BEGIN Selected text

Article Published

Article_miami-death-penalty-sister-helen-prejean-river-of-fire

Feature News | Friday, August 23, 2019

See Jesus, see the poor

Death penalty activist Sister Helen Prejean recalls her spiritual journey in new book

Sister Helen Prejean, of the Congregation of St. Joseph, discusses her new book with Coral Gables Congregational Church's senior pastor, Dr. Laurie Hafner.

Photographer: MARLENE QUARONI | FC

Sister Helen Prejean, of the Congregation of St. Joseph, discusses her new book with Coral Gables Congregational Church's senior pastor, Dr. Laurie Hafner.

CORAL GABLES | Sister Helen Prejean didn’t hear the cry of the poor until she got Jesus right.

“I didn’t hear their cry right there in New Orleans, with 10 major housing projects filled with struggling African-Americans,” said Sister Prejean, 80, in her Cajun accent, during a discussion with Coral Gables Congregational Church’s senior pastor, Dr. Laurie Hafner.

About 100 people attended the talk Aug. 15 in the church. Sponsored by Books and Books, it was one stop on her nationwide tour for her new book, “River of Fire,” a memoir of her spiritual journey. The Sister of St. Joseph has authored two other books, “Dead Man Walking” and “The Death of Innocents.”

After her talk, Sister Helen Prejean consoles Melissa Bouie, whose uncle is on death row in Missouri.

Photographer: Marlene Quaroni

After her talk, Sister Helen Prejean consoles Melissa Bouie, whose uncle is on death row in Missouri.

END Selected text

*Tasks:*
1. Print the article about Sister Helen Prejean starting with "CORAL GABLES |" and going on through "Church’s senior pastor, Dr. Laurie Hafner.".
2. Answer these questions from the article about Sister Helen Prejean:
(a) How old is Sister Prejean?
(b) About how many people attended the talk on Aug. 15?
(c) In which state is Melissa Bouie's uncle on death row?
These lines have no connection to the article about Sister Helen Prejean.

BEGIN Entries supplied

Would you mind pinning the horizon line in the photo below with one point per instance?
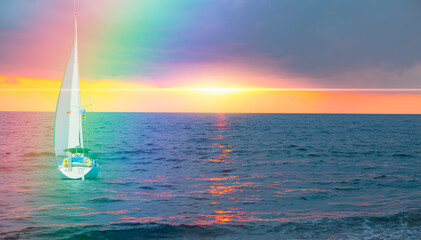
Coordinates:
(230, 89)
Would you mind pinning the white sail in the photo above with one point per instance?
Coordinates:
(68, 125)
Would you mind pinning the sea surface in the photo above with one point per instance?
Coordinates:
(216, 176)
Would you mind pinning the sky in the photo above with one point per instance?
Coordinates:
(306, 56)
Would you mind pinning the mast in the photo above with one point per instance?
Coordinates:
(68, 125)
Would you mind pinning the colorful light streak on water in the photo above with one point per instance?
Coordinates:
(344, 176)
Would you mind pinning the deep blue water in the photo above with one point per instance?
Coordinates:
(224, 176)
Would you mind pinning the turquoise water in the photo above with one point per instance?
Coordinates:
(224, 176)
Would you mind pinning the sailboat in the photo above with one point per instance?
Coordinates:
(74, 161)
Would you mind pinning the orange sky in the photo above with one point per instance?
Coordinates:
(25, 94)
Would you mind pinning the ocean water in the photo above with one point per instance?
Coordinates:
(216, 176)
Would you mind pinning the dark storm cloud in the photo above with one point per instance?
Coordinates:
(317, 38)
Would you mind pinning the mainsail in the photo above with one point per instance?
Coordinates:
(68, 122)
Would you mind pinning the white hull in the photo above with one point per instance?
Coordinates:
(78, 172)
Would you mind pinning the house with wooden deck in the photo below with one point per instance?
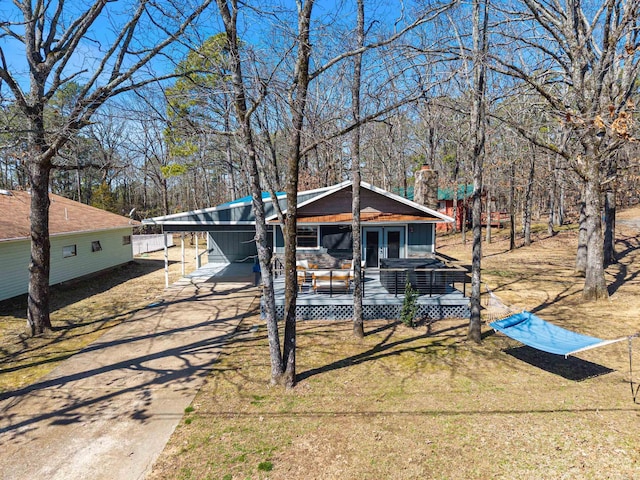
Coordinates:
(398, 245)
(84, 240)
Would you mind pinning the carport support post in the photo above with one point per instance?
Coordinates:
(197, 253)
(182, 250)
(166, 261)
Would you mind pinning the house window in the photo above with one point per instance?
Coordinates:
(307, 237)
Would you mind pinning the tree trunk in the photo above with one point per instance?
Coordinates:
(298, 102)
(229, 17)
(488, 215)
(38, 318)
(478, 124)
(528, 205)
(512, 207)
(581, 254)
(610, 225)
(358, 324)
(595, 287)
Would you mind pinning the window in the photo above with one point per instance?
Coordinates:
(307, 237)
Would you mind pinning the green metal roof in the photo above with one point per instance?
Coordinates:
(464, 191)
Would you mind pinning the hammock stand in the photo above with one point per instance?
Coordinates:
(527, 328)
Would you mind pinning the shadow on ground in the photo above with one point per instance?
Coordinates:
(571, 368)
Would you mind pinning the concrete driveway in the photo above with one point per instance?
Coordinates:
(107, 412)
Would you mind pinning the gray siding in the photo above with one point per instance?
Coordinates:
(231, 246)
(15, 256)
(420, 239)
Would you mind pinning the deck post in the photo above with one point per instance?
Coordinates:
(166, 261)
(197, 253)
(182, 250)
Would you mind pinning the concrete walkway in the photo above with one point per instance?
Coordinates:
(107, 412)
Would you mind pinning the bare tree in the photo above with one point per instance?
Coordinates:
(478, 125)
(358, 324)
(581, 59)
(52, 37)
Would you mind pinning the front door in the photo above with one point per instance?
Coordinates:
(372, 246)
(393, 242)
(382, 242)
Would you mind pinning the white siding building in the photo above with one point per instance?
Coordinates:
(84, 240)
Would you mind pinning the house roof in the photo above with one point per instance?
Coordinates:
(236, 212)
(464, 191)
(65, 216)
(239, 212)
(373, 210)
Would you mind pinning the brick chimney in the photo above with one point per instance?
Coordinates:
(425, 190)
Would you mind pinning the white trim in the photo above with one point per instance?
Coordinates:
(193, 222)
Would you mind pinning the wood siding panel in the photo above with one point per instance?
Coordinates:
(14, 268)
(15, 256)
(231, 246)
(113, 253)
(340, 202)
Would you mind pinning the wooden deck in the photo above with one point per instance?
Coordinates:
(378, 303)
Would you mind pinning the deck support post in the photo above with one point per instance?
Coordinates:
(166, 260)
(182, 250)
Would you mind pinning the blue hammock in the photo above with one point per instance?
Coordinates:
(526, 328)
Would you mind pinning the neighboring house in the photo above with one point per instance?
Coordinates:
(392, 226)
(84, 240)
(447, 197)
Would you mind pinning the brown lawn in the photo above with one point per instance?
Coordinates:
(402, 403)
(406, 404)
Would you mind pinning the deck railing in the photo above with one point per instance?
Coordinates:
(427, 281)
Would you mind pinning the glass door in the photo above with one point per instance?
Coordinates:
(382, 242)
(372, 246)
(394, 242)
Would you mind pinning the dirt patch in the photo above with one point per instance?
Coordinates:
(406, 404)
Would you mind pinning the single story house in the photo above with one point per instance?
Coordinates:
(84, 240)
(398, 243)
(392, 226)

END Entries supplied
BEGIN Entries supplied

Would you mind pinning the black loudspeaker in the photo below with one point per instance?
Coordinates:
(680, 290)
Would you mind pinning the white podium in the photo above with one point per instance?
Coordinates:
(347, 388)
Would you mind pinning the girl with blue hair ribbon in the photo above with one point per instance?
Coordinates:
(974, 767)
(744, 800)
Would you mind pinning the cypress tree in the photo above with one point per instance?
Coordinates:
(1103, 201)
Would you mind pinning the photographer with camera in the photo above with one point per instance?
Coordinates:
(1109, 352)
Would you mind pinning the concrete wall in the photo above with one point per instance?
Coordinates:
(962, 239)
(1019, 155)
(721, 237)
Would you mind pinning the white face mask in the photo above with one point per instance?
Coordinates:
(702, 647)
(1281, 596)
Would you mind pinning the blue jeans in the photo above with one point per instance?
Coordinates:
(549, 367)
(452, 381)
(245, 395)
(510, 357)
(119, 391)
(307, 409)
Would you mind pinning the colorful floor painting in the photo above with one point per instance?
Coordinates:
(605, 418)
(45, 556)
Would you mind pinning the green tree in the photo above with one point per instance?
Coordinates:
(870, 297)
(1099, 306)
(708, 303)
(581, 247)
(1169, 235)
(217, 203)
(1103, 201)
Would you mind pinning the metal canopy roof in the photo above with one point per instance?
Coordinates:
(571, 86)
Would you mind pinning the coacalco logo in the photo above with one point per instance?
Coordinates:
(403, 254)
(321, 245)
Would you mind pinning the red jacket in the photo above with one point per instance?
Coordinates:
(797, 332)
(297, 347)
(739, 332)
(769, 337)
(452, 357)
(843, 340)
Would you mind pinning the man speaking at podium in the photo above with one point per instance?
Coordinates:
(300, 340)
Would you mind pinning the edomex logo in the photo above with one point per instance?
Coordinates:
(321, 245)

END Entries supplied

*Written responses:*
1.
CORAL GABLES | Sister Helen Prejean didn’t hear the cry of the poor until she got Jesus right.

“I didn’t hear their cry right there in New Orleans, with 10 major housing projects filled with struggling African-Americans,” said Sister Prejean, 80, in her Cajun accent, during a discussion with Coral Gables Congregational Church’s senior pastor, Dr. Laurie Hafner.

2.
(a) 80
(b) About 100
(c) Missouri